Task requirements >> Every record below must be set down again exactly as given.

Records for processing >>
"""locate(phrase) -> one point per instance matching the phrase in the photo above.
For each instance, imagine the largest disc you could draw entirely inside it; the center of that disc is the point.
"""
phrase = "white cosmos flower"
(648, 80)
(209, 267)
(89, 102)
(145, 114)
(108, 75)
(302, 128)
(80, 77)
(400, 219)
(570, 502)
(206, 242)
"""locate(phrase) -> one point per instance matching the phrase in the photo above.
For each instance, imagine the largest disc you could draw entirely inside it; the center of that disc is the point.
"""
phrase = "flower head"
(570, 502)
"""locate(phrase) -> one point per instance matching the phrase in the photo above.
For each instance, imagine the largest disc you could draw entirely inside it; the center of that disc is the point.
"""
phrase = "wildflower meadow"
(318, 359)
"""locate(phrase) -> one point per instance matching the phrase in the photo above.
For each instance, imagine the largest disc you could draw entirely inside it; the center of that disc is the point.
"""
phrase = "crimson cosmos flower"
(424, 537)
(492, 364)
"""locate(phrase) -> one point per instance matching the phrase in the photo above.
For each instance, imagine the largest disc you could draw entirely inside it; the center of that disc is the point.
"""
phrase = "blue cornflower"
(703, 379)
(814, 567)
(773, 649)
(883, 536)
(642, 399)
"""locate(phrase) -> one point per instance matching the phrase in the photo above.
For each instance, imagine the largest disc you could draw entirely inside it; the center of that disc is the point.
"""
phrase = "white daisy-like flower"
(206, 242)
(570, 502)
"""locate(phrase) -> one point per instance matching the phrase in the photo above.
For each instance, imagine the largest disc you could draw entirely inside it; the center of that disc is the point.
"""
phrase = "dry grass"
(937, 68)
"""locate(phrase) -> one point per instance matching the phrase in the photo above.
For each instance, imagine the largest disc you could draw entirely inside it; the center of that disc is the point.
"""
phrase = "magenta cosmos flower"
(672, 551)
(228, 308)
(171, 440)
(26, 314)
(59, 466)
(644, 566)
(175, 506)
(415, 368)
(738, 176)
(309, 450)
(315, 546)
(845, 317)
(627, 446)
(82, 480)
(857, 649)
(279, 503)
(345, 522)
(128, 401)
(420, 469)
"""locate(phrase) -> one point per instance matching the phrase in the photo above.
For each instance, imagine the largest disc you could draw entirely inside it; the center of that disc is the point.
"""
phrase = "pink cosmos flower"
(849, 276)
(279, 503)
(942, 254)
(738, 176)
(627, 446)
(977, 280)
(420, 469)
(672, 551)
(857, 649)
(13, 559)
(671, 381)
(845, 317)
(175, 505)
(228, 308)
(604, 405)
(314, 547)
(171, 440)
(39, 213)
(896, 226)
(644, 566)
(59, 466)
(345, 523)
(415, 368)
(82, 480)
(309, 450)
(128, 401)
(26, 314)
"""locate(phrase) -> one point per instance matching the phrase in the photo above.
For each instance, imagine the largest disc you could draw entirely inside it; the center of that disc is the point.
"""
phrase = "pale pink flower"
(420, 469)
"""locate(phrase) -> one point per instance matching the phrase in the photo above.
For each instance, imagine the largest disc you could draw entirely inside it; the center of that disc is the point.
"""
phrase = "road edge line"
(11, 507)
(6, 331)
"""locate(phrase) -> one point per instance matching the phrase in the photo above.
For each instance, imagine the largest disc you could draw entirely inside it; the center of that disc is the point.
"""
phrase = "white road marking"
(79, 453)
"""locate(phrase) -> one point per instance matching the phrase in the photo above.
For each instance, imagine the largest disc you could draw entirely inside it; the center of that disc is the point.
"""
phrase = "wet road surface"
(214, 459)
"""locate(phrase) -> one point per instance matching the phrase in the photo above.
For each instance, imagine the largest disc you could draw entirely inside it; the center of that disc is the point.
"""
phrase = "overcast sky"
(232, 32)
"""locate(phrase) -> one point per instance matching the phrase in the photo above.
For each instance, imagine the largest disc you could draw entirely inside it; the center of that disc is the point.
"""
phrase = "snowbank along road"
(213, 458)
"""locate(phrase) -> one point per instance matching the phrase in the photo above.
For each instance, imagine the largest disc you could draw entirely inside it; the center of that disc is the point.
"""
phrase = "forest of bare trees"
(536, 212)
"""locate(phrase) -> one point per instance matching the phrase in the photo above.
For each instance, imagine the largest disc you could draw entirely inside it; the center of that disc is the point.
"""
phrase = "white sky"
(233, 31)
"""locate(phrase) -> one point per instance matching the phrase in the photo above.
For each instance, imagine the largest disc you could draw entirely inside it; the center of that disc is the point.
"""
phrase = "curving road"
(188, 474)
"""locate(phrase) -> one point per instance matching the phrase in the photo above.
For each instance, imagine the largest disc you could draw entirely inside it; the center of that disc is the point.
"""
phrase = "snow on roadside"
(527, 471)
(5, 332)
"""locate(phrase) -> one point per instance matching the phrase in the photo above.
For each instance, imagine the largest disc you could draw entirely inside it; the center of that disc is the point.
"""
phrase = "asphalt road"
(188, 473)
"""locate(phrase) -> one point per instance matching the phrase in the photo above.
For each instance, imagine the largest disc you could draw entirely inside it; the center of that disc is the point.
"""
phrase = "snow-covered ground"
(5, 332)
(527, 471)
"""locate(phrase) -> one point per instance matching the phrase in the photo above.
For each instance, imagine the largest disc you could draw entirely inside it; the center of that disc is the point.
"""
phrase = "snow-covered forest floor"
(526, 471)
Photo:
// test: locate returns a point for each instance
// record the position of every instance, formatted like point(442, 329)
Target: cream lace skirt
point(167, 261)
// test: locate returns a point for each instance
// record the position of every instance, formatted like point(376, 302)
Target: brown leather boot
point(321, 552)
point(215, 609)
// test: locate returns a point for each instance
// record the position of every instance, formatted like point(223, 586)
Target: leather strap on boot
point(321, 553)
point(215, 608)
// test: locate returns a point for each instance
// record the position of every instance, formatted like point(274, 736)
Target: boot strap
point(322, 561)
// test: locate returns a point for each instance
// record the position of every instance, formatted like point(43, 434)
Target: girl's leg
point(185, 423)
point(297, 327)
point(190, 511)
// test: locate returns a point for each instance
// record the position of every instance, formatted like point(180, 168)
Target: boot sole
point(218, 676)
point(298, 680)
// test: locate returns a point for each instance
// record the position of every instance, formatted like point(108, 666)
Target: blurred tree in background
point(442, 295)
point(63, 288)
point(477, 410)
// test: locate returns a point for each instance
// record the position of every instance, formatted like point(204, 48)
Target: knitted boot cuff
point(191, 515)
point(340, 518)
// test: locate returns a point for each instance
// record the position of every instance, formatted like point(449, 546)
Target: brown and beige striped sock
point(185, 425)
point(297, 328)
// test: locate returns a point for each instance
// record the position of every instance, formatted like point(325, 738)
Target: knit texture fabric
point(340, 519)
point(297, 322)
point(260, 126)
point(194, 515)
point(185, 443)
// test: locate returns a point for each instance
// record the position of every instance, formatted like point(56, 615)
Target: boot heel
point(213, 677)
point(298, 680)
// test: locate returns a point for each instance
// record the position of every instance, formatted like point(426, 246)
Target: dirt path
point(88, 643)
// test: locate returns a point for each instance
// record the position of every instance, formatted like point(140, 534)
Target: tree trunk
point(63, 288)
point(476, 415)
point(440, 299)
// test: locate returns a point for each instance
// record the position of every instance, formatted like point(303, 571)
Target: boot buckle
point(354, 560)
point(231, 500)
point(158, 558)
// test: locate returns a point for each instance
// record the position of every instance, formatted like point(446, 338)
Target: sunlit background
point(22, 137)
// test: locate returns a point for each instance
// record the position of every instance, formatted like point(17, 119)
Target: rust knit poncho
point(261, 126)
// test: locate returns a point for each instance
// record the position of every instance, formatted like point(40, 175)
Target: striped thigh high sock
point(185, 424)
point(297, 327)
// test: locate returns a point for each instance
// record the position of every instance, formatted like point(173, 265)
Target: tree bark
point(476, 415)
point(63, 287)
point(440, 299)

Task response >>
"""locate(phrase) -> one point per instance matching the phrase in the photo above.
For each instance, imagine the largest disc you could draw entirely inside it; the center of that disc is the point.
"""
phrase = "white cosmos flower"
(648, 80)
(209, 267)
(89, 102)
(145, 114)
(108, 75)
(302, 128)
(80, 77)
(400, 219)
(570, 502)
(206, 242)
"""locate(phrase) -> one point per instance matching the phrase in the photo above.
For each instance, imagine the largest disc you could draw entirely inside it; the center of that disc is the point.
"""
phrase = "flower head"
(570, 502)
"""locate(phrase) -> one point per instance matching the phrase in the photo above.
For each instance, imagine the largest disc you could draw entirely inside it; the center of that disc is the point.
"""
phrase = "wildflower meadow"
(318, 359)
"""locate(phrase) -> one point per instance matching the phrase in the photo above.
For each instance, imagine the largest disc you could draw entirely inside it; the center of that disc is the point.
"""
phrase = "crimson cosmos flower"
(424, 537)
(492, 364)
"""locate(phrase) -> one point per instance matching the phrase in the photo above.
For each instance, imagine the largest disc you could draw entirely inside it; the center of that disc is the point.
"""
phrase = "blue cornflower"
(703, 379)
(814, 567)
(773, 649)
(883, 536)
(642, 399)
"""locate(phrase) -> one point per instance matching the phrase in the photo above.
For each instance, imagine the largest disc you could draw entirely inside it; the center of that disc is the point.
"""
phrase = "white daisy-like flower"
(206, 242)
(570, 502)
"""locate(phrase) -> one point per instance matching the phrase in the photo above.
For each instance, imagine the largest disc you could draw entirely inside it; the center of that disc is the point.
"""
phrase = "dry grass"
(937, 68)
"""locate(phrase) -> one point per instance matching the phrase in the photo above.
For each instance, imagine the largest disc you could draw entirely inside it; the center of that disc is the point.
"""
phrase = "magenta cosmos flower"
(672, 551)
(228, 308)
(171, 440)
(26, 314)
(59, 466)
(644, 566)
(175, 506)
(415, 368)
(738, 176)
(309, 450)
(315, 546)
(845, 317)
(627, 446)
(82, 480)
(857, 649)
(279, 503)
(345, 522)
(128, 401)
(420, 469)
"""locate(phrase) -> one point per instance matching the phrase in the photo above.
For each instance, imagine the largest disc you could draw entirely inside it; the center of that disc is the point.
"""
phrase = "pink cosmos flower"
(849, 276)
(279, 503)
(942, 254)
(738, 176)
(627, 446)
(977, 280)
(420, 469)
(672, 551)
(857, 649)
(13, 559)
(671, 381)
(845, 317)
(175, 505)
(228, 308)
(604, 405)
(314, 547)
(171, 440)
(39, 213)
(896, 226)
(644, 566)
(59, 466)
(345, 523)
(415, 368)
(82, 480)
(309, 450)
(128, 401)
(26, 314)
"""locate(phrase) -> one point per instance matching the phrase in the photo above.
For each instance, imagine the largest disc you could draw entirely inside it; the center of that disc is the point.
"""
phrase = "pale pink flower"
(420, 469)
"""locate(phrase) -> one point per instance matching the phrase in the photo above.
For each instance, imagine the largest disc you could draw entirely inside it; the center of that disc is the point.
"""
phrase = "road edge line"
(11, 507)
(6, 331)
"""locate(phrase) -> one point per instance matching the phrase in the photo above.
For each instance, imagine the largest disc you could draw entirely inside it; the center of that disc is the point.
"""
phrase = "white road marking"
(79, 453)
"""locate(phrase) -> one point per instance matching the phrase in the photo above.
For each instance, imagine the largest disc you could draw entirely inside it; the center of that disc is the point.
"""
phrase = "wet road surface"
(214, 459)
"""locate(phrase) -> one point per instance matching the phrase in the photo above.
For each instance, imagine the largest disc you could draw entirely inside it; the center of that disc is the point.
"""
phrase = "overcast sky"
(232, 32)
"""locate(phrase) -> one point per instance matching the phrase in the photo above.
For each instance, imagine the largest disc you could draw entirely inside it; the center of that disc is the point.
"""
phrase = "snowbank along road"
(213, 458)
"""locate(phrase) -> one point per instance matching the phrase in the photo above.
For each instance, imagine the largest disc you could draw entirely inside it; the center of that disc is the point.
"""
phrase = "forest of bare trees"
(536, 212)
"""locate(phrase) -> one point per instance matching the phrase in the photo above.
For each instance, imagine the largest disc you could draw entirely inside it; the center of that disc is the point.
"""
phrase = "white sky"
(233, 31)
"""locate(phrase) -> one point per instance matching the phrase in the photo above.
For each instance, imagine the largest disc you could draw entirely inside it; the center of that disc is the point.
"""
phrase = "curving road"
(188, 474)
"""locate(phrase) -> one point per instance matching the phrase in the photo above.
For each instance, imagine the largest disc you could draw entirely inside it; the center of that disc is the point.
"""
phrase = "snow on roadside"
(527, 471)
(5, 332)
"""locate(phrase) -> one point per instance matching the phrase in the photo above.
For each instance, imagine the largest disc you could draw entirely inside it; the center of that disc is the point.
"""
phrase = "asphalt road"
(188, 473)
"""locate(phrase) -> one point per instance matching the phrase in the photo above.
For each instance, imagine the largest disc you could draw entirely inside it; the center of that disc is the point.
"""
phrase = "snow-covered ground"
(5, 332)
(527, 471)
"""locate(phrase) -> one point per instance matching the phrase in the photo above.
For each instance, imagine the largest disc you could draw entirely inside it; the center of that disc is the point.
"""
phrase = "snow-covered forest floor"
(526, 471)
Photo:
// test: locate returns a point for each instance
// record the position of every instance, formatted like point(442, 329)
Target: cream lace skirt
point(167, 261)
// test: locate returns a point for each instance
// record the position of every instance, formatted like point(376, 302)
Target: brown leather boot
point(321, 552)
point(215, 609)
// test: locate returns a point for each instance
// record the position of every instance, formatted like point(223, 586)
Target: leather strap on boot
point(321, 553)
point(215, 608)
// test: locate returns a point for each instance
// record the position of every instance, formatted like point(274, 736)
Target: boot strap
point(322, 561)
// test: locate returns a point for each instance
// record the position of every instance, formatted like point(43, 434)
Target: girl's leg
point(185, 423)
point(297, 327)
point(190, 511)
// test: locate returns a point for each instance
// record the position of every instance, formatted like point(180, 168)
Target: boot sole
point(218, 676)
point(298, 680)
// test: locate returns a point for each instance
// record the position of every instance, formatted like point(108, 666)
Target: blurred tree in background
point(442, 295)
point(63, 288)
point(477, 410)
// test: locate returns a point for each instance
// record the position of every instance, formatted like point(204, 48)
Target: knitted boot cuff
point(191, 515)
point(340, 518)
// test: locate returns a point for each instance
// record the position of every instance, formatted like point(449, 546)
Target: brown and beige striped sock
point(185, 425)
point(297, 328)
// test: locate returns a point for each instance
// record the position of every instance, formatted like point(325, 738)
Target: knit texture fabric
point(340, 519)
point(297, 322)
point(260, 126)
point(194, 515)
point(185, 443)
// test: locate returns a point for each instance
// record the position of every instance, formatted like point(56, 615)
Target: boot heel
point(213, 677)
point(298, 680)
// test: locate returns a point for each instance
// record the position of every instance, formatted like point(426, 246)
Target: dirt path
point(88, 643)
// test: locate returns a point for each instance
// record the position of every instance, formatted like point(140, 534)
Target: tree trunk
point(63, 288)
point(476, 415)
point(440, 299)
// test: locate returns a point for each instance
// record the position of every instance, formatted like point(303, 571)
Target: boot buckle
point(354, 560)
point(231, 500)
point(158, 558)
// test: locate returns a point for each instance
// record the position of every instance, formatted like point(446, 338)
Target: sunlit background
point(22, 137)
// test: locate returns a point for each instance
// record the position of every instance, formatted like point(17, 119)
Target: rust knit poncho
point(261, 126)
// test: locate returns a point for each instance
// record the position of every instance, formatted like point(40, 175)
Target: striped thigh high sock
point(185, 424)
point(297, 327)
// test: locate returns a point for each instance
// record the position of every instance, formatted like point(173, 265)
Target: tree bark
point(476, 415)
point(63, 287)
point(440, 299)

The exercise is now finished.